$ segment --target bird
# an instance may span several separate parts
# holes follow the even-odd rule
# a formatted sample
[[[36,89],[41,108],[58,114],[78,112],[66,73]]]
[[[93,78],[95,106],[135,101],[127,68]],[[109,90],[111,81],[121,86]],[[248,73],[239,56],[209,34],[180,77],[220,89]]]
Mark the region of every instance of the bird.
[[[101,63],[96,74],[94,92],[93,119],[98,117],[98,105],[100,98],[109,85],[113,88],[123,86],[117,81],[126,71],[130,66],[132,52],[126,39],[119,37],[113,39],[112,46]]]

====================

** What you have to do **
Rewrite the rows above, changing every "bird" to "sparrow" and leaving all else as it is.

** Answer below **
$ segment --target sparrow
# an instance may span several separate parts
# holes follow the even-odd rule
# a formatted sample
[[[36,89],[41,108],[58,114],[78,112],[66,73]]]
[[[93,78],[95,106],[135,101],[127,68]],[[109,90],[111,81],[121,86]],[[248,73],[239,56],[209,34],[180,77],[220,89]]]
Mark the region of every instance of the sparrow.
[[[101,63],[96,74],[94,92],[93,119],[98,117],[98,105],[100,98],[109,85],[113,88],[123,86],[117,81],[126,71],[130,66],[132,52],[126,39],[119,37],[113,39],[112,46]]]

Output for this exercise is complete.